• TASK DIRECTIONS
Please rewrite the data from the line containing "point_to(query) returns, for every instance of the ear" down to the line containing "pixel 361 486", replacing "blurred tree" with "distant tree" and leaving everything else the same.

• EXERCISE MATERIAL
"""

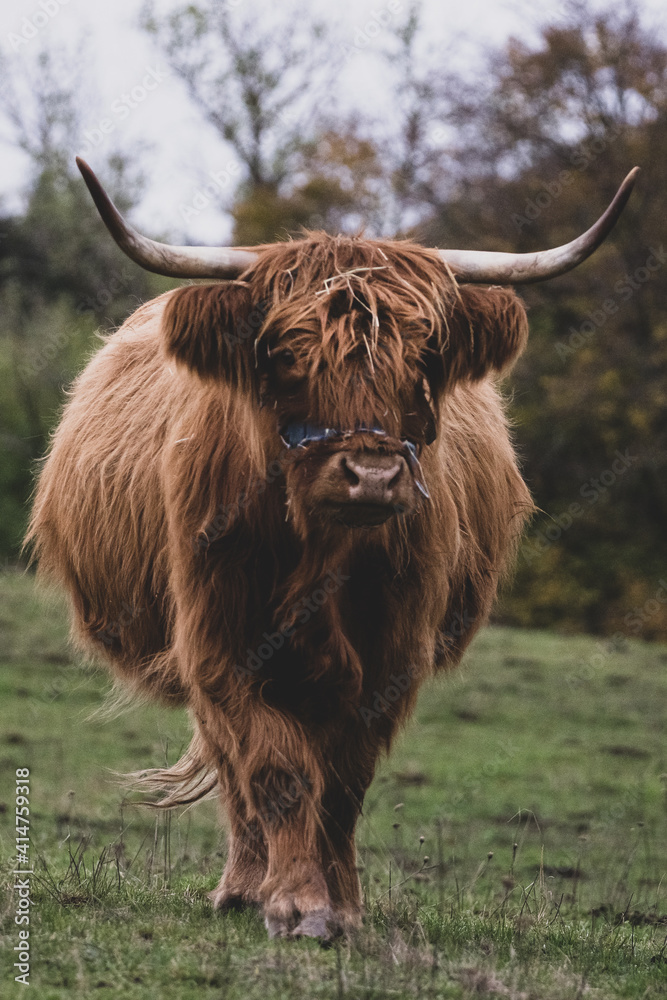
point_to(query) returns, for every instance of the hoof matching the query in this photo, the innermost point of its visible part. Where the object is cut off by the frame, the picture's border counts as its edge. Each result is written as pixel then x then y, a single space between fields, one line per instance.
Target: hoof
pixel 321 924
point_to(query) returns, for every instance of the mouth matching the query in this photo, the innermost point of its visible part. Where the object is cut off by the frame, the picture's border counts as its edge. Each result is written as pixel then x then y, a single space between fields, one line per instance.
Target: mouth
pixel 300 435
pixel 363 515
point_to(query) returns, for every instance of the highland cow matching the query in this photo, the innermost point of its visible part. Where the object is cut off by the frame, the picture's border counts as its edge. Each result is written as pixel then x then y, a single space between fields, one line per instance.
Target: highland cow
pixel 284 500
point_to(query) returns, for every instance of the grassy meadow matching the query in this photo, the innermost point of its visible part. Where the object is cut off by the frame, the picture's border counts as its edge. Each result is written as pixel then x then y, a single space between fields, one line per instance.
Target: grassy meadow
pixel 514 845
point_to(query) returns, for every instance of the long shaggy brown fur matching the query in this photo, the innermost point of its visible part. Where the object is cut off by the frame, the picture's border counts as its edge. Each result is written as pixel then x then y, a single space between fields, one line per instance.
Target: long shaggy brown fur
pixel 190 542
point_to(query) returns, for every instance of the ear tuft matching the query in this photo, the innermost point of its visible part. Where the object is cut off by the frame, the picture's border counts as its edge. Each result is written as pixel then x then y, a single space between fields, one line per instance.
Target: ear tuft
pixel 212 330
pixel 487 331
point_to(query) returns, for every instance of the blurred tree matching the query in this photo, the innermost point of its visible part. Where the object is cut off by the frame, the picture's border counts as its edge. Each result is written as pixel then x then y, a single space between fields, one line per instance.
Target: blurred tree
pixel 60 275
pixel 261 82
pixel 543 145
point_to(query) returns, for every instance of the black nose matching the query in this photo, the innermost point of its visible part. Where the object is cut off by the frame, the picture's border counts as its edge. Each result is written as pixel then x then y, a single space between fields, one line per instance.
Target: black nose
pixel 373 478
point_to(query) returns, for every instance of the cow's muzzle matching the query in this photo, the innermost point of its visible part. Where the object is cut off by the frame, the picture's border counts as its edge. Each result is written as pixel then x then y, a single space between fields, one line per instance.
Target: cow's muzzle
pixel 361 486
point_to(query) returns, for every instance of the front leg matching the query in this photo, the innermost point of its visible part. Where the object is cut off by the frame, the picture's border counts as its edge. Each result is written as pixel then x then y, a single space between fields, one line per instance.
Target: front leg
pixel 246 865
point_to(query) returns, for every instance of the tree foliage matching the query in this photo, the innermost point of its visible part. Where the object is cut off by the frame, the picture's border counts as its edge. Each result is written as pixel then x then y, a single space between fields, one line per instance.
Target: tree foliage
pixel 523 156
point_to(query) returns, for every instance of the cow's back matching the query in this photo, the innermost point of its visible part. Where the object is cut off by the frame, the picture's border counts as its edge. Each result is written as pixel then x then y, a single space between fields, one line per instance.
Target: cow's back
pixel 99 524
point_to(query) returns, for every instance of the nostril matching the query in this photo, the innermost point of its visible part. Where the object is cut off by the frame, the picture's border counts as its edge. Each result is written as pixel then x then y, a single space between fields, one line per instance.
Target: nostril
pixel 350 474
pixel 395 476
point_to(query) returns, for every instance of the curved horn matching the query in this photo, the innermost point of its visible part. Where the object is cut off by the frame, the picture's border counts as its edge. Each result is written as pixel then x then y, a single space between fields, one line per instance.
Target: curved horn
pixel 174 262
pixel 484 267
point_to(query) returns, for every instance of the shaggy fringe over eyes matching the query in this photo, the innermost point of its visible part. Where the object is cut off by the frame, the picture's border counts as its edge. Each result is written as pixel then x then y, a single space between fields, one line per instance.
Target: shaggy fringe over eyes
pixel 395 301
pixel 392 298
pixel 349 285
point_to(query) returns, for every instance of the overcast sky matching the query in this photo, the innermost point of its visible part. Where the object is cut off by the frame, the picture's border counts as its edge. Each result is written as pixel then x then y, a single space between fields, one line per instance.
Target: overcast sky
pixel 120 57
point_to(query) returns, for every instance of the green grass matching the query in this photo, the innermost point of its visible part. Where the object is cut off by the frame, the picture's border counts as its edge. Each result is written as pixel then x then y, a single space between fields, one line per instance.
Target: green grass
pixel 536 776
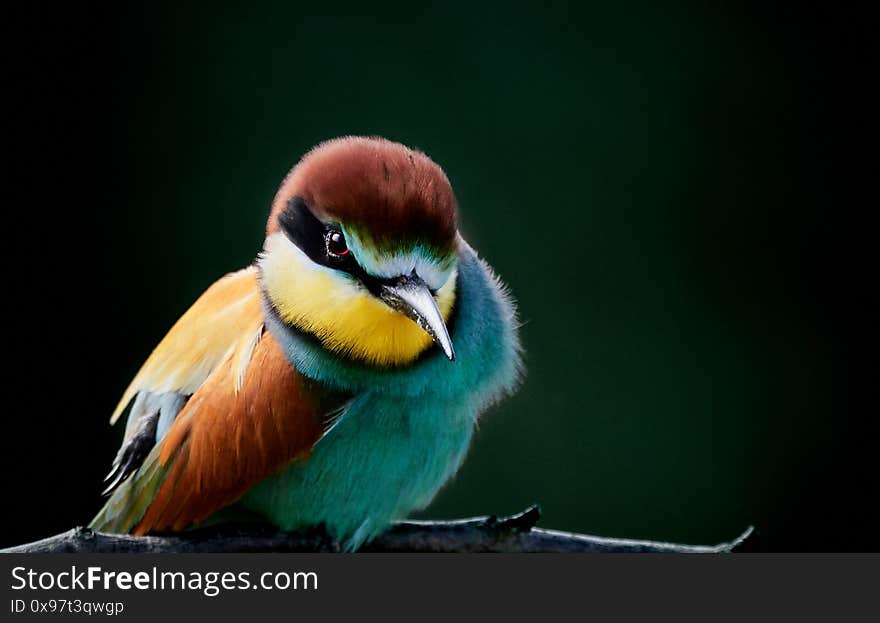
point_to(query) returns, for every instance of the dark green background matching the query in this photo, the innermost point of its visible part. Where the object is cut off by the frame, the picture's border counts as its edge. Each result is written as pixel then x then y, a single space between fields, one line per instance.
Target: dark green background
pixel 660 187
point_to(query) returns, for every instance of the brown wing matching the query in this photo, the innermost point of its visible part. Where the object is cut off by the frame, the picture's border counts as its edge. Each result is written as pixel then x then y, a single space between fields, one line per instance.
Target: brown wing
pixel 249 416
pixel 223 442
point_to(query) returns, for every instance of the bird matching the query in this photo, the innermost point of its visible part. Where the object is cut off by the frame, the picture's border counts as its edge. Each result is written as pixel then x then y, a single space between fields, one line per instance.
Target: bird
pixel 338 380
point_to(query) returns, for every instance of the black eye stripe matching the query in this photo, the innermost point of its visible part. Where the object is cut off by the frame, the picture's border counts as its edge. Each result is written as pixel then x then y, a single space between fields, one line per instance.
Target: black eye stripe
pixel 304 230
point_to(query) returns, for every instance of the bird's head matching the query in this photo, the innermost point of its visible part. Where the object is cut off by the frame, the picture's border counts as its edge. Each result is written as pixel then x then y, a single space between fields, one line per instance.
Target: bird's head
pixel 361 249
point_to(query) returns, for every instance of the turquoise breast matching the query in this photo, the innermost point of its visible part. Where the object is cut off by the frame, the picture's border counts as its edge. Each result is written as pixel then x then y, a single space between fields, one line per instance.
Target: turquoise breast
pixel 405 432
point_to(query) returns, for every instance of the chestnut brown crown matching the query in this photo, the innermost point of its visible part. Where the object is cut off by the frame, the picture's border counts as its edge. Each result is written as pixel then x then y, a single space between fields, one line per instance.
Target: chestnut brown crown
pixel 394 194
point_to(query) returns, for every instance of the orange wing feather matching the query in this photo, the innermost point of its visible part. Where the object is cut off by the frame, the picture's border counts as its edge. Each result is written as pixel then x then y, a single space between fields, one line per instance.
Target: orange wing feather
pixel 250 413
pixel 223 442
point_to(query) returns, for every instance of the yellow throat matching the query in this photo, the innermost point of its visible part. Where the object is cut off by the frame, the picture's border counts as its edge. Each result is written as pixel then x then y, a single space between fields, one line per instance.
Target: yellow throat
pixel 341 312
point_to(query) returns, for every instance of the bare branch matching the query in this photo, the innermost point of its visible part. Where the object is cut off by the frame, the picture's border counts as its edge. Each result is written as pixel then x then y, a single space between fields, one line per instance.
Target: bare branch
pixel 515 533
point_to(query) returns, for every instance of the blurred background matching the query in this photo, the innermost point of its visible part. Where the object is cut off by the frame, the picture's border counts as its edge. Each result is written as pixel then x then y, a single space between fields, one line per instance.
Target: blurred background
pixel 679 199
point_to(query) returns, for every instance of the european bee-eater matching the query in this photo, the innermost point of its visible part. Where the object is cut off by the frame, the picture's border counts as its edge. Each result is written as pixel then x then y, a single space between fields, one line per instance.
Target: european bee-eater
pixel 337 380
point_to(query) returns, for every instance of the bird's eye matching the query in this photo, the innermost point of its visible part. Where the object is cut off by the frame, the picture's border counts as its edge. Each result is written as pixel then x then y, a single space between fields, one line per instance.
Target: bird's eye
pixel 336 246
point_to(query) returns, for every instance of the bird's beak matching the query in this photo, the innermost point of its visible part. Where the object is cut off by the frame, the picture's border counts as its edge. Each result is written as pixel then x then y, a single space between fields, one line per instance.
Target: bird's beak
pixel 411 297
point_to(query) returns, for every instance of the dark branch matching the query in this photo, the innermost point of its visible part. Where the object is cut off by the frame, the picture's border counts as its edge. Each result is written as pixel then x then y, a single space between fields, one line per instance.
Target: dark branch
pixel 515 533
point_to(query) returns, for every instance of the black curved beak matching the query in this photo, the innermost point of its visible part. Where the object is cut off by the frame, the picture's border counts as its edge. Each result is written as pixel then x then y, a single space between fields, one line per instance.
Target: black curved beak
pixel 412 297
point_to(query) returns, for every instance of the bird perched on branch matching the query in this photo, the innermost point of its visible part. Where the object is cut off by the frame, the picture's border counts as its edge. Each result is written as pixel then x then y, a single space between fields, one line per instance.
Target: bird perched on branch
pixel 335 382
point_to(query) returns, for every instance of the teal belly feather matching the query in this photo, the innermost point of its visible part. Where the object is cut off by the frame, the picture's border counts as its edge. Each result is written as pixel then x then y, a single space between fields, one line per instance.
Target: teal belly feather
pixel 406 430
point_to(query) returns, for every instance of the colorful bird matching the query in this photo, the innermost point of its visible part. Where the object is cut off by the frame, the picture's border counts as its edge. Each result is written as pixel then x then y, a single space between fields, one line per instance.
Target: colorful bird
pixel 336 381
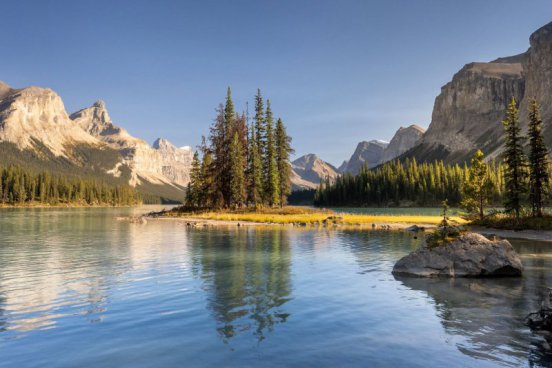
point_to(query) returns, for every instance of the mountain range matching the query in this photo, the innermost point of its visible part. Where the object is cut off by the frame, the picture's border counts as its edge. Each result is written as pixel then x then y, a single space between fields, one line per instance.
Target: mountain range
pixel 36 130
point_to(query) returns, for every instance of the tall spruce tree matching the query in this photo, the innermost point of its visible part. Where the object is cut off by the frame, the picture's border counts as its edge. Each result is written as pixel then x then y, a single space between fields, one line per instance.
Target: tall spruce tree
pixel 478 187
pixel 515 173
pixel 237 174
pixel 538 161
pixel 255 172
pixel 219 151
pixel 272 195
pixel 259 123
pixel 283 151
pixel 193 198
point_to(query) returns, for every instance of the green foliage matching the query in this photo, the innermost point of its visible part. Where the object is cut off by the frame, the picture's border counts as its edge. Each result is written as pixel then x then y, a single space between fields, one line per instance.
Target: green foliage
pixel 237 175
pixel 195 186
pixel 526 222
pixel 272 185
pixel 478 186
pixel 515 173
pixel 255 168
pixel 404 184
pixel 539 177
pixel 283 151
pixel 242 165
pixel 19 186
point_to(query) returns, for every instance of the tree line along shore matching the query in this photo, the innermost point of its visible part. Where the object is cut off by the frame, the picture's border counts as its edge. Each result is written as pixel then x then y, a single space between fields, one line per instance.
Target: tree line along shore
pixel 520 181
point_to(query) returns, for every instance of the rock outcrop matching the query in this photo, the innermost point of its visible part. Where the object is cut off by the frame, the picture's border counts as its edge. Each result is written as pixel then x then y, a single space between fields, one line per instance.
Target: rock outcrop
pixel 367 153
pixel 161 164
pixel 308 170
pixel 36 116
pixel 470 255
pixel 403 140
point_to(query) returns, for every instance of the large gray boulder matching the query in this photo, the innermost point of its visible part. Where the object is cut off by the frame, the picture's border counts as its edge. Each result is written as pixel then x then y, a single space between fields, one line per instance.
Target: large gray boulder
pixel 471 255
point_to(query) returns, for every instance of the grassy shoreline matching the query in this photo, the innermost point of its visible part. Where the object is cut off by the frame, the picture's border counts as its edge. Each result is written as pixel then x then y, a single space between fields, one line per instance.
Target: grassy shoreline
pixel 302 216
pixel 65 205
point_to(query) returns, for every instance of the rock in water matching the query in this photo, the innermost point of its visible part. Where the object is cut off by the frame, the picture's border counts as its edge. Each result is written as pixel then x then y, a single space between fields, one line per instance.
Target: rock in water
pixel 471 255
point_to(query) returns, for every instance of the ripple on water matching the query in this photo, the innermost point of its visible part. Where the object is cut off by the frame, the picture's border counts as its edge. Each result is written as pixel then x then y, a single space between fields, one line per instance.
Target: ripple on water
pixel 80 289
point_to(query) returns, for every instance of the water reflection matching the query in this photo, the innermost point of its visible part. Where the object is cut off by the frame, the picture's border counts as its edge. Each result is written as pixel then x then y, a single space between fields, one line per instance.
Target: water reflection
pixel 246 275
pixel 484 317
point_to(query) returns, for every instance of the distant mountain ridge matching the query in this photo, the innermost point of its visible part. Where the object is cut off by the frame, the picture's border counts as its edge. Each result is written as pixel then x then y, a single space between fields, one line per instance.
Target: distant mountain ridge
pixel 375 152
pixel 309 170
pixel 33 120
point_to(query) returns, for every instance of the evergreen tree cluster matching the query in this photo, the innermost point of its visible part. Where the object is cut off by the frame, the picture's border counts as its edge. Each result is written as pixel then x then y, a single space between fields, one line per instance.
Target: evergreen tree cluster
pixel 242 164
pixel 396 183
pixel 19 186
pixel 527 178
pixel 522 178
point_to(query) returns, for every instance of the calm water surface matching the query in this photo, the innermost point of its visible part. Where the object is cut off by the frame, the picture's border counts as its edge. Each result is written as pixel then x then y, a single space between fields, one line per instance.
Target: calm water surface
pixel 80 289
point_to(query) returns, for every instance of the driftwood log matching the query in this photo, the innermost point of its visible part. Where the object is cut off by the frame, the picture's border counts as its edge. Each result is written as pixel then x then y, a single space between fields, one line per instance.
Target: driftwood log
pixel 542 319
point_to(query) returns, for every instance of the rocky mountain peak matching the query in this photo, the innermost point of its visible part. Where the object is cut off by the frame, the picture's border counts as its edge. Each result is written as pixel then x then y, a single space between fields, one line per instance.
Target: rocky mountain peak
pixel 368 153
pixel 36 114
pixel 4 90
pixel 100 104
pixel 163 144
pixel 543 34
pixel 308 170
pixel 306 161
pixel 403 140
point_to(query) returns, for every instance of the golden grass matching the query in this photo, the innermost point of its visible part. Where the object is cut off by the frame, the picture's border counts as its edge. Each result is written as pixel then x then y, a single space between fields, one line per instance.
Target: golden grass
pixel 290 215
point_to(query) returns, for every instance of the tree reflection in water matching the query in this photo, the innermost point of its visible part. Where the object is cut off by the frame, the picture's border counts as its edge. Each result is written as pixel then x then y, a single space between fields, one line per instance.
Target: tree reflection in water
pixel 246 275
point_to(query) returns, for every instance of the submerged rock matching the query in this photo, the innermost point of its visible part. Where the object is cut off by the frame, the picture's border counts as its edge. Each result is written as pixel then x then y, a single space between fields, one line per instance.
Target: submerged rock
pixel 471 255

"""

• CORRECT RESPONSE
point_to(query) returns, for every instance of the ear tuft matching the query in this photo, the innermost point of its visible part. Where the object is cut off by the frame, the picture's border counts as its edge. Each result is written as pixel then x then y, a single space between fields, one line per instance.
Target: ear tuft
pixel 212 330
pixel 487 331
point_to(query) returns, for every instance of the distant tree matching the query in this photo, the innermost point of its visible part. Where the object is cut off by the frame, the picture's border counts as its edge. Each result is written as pixel then x then y, a single space between fields, one line per instance.
Target: distant tree
pixel 60 275
pixel 261 82
pixel 543 145
point_to(query) returns, for every instance of the black nose matching the query in this photo, the innermost point of its visible part. Where the object is cut off by the frame, the picture's border counts as its edge. Each result is written as pixel then x then y, a single space between fields, one line per instance.
Target: black nose
pixel 373 478
point_to(query) returns, for every instance of the cow's muzzle matching the query in this photo, the innermost point of its visible part. Where the object is cut off by the frame, the picture's border counts as its edge. Each result is written as pixel then x then y, a single space between fields, one line per instance.
Target: cow's muzzle
pixel 361 486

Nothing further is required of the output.